[Materials provided]

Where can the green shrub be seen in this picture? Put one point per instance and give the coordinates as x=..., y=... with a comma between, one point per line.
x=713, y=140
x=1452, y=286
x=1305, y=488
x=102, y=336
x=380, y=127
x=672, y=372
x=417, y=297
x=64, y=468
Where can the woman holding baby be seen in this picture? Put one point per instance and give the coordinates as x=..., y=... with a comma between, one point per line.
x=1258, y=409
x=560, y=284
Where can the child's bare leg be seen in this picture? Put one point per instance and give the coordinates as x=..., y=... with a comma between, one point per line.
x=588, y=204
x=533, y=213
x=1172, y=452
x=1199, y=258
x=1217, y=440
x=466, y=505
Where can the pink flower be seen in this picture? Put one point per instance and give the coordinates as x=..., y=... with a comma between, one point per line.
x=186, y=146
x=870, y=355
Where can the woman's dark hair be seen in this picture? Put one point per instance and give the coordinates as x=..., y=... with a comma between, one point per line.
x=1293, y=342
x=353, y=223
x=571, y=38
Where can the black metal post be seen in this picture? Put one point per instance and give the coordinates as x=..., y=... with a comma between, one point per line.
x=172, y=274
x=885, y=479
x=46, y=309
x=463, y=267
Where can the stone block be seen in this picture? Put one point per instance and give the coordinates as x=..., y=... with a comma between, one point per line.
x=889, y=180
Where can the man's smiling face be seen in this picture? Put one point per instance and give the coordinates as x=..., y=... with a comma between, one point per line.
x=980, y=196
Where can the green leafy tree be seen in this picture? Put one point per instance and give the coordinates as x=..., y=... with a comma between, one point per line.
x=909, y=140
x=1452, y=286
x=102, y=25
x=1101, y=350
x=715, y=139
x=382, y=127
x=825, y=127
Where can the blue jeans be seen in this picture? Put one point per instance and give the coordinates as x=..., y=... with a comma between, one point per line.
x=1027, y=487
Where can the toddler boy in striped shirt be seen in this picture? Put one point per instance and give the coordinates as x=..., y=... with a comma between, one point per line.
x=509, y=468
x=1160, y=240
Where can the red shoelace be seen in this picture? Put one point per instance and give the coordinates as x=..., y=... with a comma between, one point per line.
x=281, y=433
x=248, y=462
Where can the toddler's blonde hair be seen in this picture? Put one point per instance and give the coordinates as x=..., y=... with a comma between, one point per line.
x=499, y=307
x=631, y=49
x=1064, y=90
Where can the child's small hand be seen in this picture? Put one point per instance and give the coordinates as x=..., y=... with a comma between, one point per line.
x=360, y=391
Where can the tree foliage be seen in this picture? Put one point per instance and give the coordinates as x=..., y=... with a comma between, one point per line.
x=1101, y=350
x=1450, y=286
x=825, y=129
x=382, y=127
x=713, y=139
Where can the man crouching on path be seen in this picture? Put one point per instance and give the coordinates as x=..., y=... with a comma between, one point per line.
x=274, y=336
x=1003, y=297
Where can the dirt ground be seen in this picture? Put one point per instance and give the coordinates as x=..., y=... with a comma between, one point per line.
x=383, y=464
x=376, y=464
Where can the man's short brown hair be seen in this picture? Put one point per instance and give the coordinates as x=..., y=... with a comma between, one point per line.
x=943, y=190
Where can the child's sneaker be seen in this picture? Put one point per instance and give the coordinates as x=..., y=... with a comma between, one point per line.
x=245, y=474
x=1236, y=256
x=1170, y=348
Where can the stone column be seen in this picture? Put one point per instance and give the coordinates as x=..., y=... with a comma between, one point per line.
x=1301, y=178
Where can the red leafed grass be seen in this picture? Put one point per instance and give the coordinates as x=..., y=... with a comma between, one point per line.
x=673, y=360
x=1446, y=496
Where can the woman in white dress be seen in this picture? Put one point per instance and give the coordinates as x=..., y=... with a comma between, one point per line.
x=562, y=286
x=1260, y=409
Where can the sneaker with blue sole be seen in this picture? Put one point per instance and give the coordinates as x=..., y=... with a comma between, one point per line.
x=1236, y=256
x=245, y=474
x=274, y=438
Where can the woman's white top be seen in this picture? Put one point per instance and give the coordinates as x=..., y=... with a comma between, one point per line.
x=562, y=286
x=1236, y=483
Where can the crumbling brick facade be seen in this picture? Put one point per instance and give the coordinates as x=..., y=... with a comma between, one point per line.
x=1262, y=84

[/Materials provided]

§ **Exercise goal**: The data must be printed verbatim, line by line.

§ **Solution for this problem**:
Where can the green shrub be seen in this picture? Put one point per instance and give the coordinates as x=..., y=... with a comma between, one point per line.
x=713, y=140
x=1452, y=286
x=1305, y=488
x=102, y=336
x=380, y=127
x=672, y=372
x=417, y=297
x=64, y=468
Where can the woman holding baby be seen in this picture? Put one point per instance and give the coordinates as x=..., y=... with a comma between, one point per line.
x=1258, y=409
x=560, y=284
Where can the child's bare leg be seen in this picture? Put one point per instance and give the coordinates as x=..., y=... with a comma between, one point per line.
x=588, y=204
x=533, y=213
x=1172, y=452
x=1199, y=258
x=1217, y=440
x=466, y=505
Where can the pink flower be seen in this picture? Put one point per instance and give the coordinates as x=..., y=... with a comma between, one point per line.
x=186, y=146
x=870, y=355
Where can the woman's dark hair be seen in this picture? Put one point per instance and give the coordinates as x=..., y=... with a comma between, one point per line.
x=1293, y=342
x=353, y=223
x=571, y=38
Where can the black metal post be seen in this picture? Put one point per instance and give the coordinates as x=..., y=... with a comma between, one point per line.
x=172, y=274
x=885, y=479
x=46, y=309
x=463, y=267
Where can the stone block be seen in this picture? Put one point per instance and give the coordinates as x=..., y=... with a comma between, one point per line.
x=889, y=180
Where can the man's smiling face be seen in this picture? Put one point per instance and give the coordinates as x=..., y=... with a comma between, one point per line.
x=980, y=196
Where can the green leafy tree be seen in this picture? Put one point per instance and give the coordinates as x=..., y=... with a comma between, one point per line.
x=909, y=140
x=1452, y=286
x=102, y=25
x=1101, y=350
x=715, y=139
x=382, y=127
x=825, y=127
Where can the blue jeans be seen in this picture? Put one point per instance and give the coordinates as x=..., y=... with a comma between, one point per line.
x=1027, y=487
Where can the toddler boy in striped shirt be seen in this picture? Put one point per instance and give the coordinates as x=..., y=... with a comma between, one point per line.
x=509, y=468
x=1160, y=240
Where can the red shoelace be seen in this picture? Put one point per instance and give the coordinates as x=..., y=... with a comma between, one point per line.
x=281, y=433
x=248, y=462
Where can the toddler's blonde hair be seen in this picture? Put one point per instance and give the coordinates as x=..., y=... with a comma between, one point per line.
x=499, y=307
x=631, y=49
x=1064, y=90
Where can the child's small hand be seen in this picture? Put one point per instance and give the coordinates as x=..., y=... with a comma between, one point per line.
x=360, y=391
Where can the tree foliage be seen in this picture? Put one point per instance and give the coordinates as x=..., y=... with a comma between, one point per line.
x=1101, y=350
x=1450, y=286
x=825, y=129
x=382, y=127
x=713, y=139
Where can the man crouching on path be seen in this picture? Put one point per instance and give the coordinates as x=..., y=... with a comma between, one point per line.
x=274, y=336
x=1003, y=297
Where can the dirt ground be seen in this picture? Put one point per instance and give the coordinates as x=..., y=... with a comma between, one point per line.
x=383, y=464
x=376, y=464
Where can the man's short brown hair be seen in this picture? Put one point per instance and give the coordinates as x=..., y=... with a comma between, one point per line.
x=943, y=190
Where can the child's sneaker be seen in this picture? Put one point per instance and give the coordinates as x=..., y=... with a comma between, one point per line.
x=245, y=474
x=1236, y=256
x=1170, y=348
Where can the stone column be seen in this picture? Put one point per instance and give the coordinates as x=..., y=... with a comma between, one point per line.
x=1301, y=178
Where can the red leafed grass be seen in this picture? Put one point per instance and give the coordinates as x=..., y=... with a comma between, one point per line.
x=673, y=360
x=1446, y=496
Where can the woman in white dress be seen in this picture? Put one point per instance and give the coordinates as x=..., y=... with a comma between, one point per line.
x=562, y=286
x=1260, y=409
Where can the sneaker with blue sole be seen in this picture? Put one point per instance and give the coordinates as x=..., y=... with a comma between, one point per line.
x=1236, y=256
x=245, y=474
x=274, y=438
Where can the woman's white top be seen in this picture? Put one point per instance and give the coordinates as x=..., y=... with a comma between, one point per line.
x=562, y=286
x=1236, y=483
Where can the crumbling brick facade be seen in this picture? Put one point per instance and give the coordinates as x=..., y=... with a comma between, one point per line.
x=1262, y=84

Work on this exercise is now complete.